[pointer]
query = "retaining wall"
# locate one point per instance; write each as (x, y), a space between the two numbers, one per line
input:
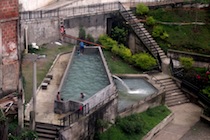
(200, 59)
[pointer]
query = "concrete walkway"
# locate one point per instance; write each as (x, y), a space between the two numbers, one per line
(45, 98)
(186, 116)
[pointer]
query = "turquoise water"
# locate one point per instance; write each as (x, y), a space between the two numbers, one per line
(86, 74)
(139, 88)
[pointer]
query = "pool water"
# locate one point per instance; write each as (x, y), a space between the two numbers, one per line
(139, 88)
(87, 75)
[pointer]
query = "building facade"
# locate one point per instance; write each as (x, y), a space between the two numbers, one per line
(9, 61)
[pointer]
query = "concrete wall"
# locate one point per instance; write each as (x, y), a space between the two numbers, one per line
(85, 127)
(200, 59)
(150, 101)
(43, 31)
(8, 46)
(29, 5)
(94, 25)
(40, 31)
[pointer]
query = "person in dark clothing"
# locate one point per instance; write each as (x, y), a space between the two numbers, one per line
(81, 46)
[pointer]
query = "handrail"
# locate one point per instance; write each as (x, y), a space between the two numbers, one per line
(157, 81)
(85, 41)
(122, 9)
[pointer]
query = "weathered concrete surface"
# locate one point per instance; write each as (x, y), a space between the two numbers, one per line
(45, 98)
(185, 116)
(200, 131)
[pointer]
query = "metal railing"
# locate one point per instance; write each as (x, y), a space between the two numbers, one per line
(90, 9)
(70, 12)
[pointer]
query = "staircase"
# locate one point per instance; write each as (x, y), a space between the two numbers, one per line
(142, 33)
(174, 95)
(45, 131)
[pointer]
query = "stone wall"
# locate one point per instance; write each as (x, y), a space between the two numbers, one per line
(8, 46)
(148, 102)
(40, 31)
(29, 5)
(86, 126)
(200, 59)
(94, 25)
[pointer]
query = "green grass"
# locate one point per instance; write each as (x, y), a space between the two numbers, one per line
(118, 66)
(188, 38)
(146, 120)
(43, 65)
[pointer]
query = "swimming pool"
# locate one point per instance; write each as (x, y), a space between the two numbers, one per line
(132, 91)
(85, 73)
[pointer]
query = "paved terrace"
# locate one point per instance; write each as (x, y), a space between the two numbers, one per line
(45, 98)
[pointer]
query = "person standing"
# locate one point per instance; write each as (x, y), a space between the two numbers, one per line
(81, 46)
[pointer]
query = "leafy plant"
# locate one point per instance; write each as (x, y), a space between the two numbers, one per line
(144, 61)
(82, 33)
(142, 9)
(158, 32)
(107, 42)
(119, 34)
(131, 124)
(186, 62)
(206, 91)
(90, 38)
(150, 20)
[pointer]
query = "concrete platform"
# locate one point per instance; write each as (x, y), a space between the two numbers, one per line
(45, 98)
(185, 117)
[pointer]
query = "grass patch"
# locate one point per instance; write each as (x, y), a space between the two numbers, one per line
(118, 66)
(136, 126)
(43, 65)
(190, 38)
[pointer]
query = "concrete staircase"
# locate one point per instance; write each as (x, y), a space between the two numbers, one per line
(45, 131)
(174, 95)
(142, 34)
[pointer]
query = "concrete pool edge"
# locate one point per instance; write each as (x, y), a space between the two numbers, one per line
(61, 107)
(152, 100)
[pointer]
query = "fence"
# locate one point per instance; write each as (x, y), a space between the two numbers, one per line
(91, 9)
(70, 12)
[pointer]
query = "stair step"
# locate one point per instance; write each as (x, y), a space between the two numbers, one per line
(45, 131)
(46, 136)
(163, 57)
(165, 80)
(177, 96)
(169, 83)
(177, 102)
(169, 89)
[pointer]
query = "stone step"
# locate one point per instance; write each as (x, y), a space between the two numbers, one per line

------------------------

* Objective
Please count the lines in the rows above that contain the string "concrete", and reply with only the number.

* Task solution
6